## What is required
Copy every line of the data below verbatim, without altering anything.
= = =
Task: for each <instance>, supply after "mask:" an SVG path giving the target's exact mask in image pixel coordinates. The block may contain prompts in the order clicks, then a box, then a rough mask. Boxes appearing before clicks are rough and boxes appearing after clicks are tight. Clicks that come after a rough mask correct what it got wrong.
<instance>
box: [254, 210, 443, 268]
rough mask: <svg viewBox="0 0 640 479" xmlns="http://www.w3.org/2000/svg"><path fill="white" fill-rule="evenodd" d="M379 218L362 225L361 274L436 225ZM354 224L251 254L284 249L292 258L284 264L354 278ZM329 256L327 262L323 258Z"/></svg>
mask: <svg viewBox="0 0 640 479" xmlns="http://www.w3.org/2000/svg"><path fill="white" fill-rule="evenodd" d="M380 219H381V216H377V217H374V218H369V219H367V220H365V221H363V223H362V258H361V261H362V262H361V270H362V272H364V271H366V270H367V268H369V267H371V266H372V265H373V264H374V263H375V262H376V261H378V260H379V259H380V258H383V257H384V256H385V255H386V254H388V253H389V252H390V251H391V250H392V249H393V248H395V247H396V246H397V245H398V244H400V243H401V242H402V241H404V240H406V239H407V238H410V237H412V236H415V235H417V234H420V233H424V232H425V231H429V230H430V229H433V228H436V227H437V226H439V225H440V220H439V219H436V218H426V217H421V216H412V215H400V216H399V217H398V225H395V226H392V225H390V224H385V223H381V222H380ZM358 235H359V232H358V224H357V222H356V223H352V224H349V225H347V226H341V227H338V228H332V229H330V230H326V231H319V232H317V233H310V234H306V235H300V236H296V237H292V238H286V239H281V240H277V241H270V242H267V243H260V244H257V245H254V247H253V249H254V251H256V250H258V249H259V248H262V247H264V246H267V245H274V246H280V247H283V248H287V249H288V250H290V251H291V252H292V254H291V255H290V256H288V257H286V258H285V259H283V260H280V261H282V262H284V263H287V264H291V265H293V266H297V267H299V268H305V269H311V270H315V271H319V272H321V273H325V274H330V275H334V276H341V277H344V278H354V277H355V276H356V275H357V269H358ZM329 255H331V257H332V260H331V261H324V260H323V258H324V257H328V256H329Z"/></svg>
= = =
## Result for this task
Task: for each <instance>, supply after "mask:" an SVG path giving the target's exact mask in image pixel coordinates. The block may contain prompts in the order clicks, then a box, then a rough mask. Boxes appearing before clicks are rough and boxes appearing after clicks are tight. Clicks that come after a rough mask correct what it got wrong.
<instance>
box: [254, 210, 443, 268]
rough mask: <svg viewBox="0 0 640 479" xmlns="http://www.w3.org/2000/svg"><path fill="white" fill-rule="evenodd" d="M379 218L362 225L361 274L436 225ZM354 224L251 254L284 249L292 258L284 264L354 278ZM329 256L327 262L323 258Z"/></svg>
mask: <svg viewBox="0 0 640 479" xmlns="http://www.w3.org/2000/svg"><path fill="white" fill-rule="evenodd" d="M380 219H381V216H377V217H374V218H369V219H367V220H365V221H363V223H362V258H361V261H362V262H361V270H362V272H364V271H366V270H367V268H369V267H371V266H372V265H373V264H374V263H375V262H376V261H378V260H379V259H380V258H383V257H384V256H385V255H386V254H388V253H389V252H390V251H391V250H392V249H393V248H395V247H396V246H397V245H398V244H400V243H401V242H402V241H404V240H406V239H407V238H410V237H412V236H415V235H417V234H420V233H424V232H425V231H429V230H430V229H433V228H436V227H437V226H439V225H440V220H439V219H436V218H426V217H421V216H412V215H400V216H399V217H398V225H395V226H392V225H390V224H385V223H381V222H380ZM358 235H359V232H358V224H357V222H356V223H352V224H349V225H347V226H341V227H338V228H332V229H330V230H326V231H319V232H317V233H310V234H306V235H300V236H296V237H292V238H286V239H281V240H277V241H270V242H267V243H260V244H257V245H254V247H253V249H254V251H256V250H258V249H259V248H262V247H264V246H267V245H274V246H280V247H283V248H287V249H288V250H290V251H291V252H292V254H291V255H290V256H288V257H286V258H285V259H283V260H280V261H282V262H284V263H287V264H291V265H293V266H297V267H299V268H305V269H311V270H315V271H319V272H321V273H325V274H330V275H334V276H341V277H344V278H354V277H355V276H356V275H357V269H358ZM329 255H331V257H332V260H331V261H324V260H323V258H324V257H328V256H329Z"/></svg>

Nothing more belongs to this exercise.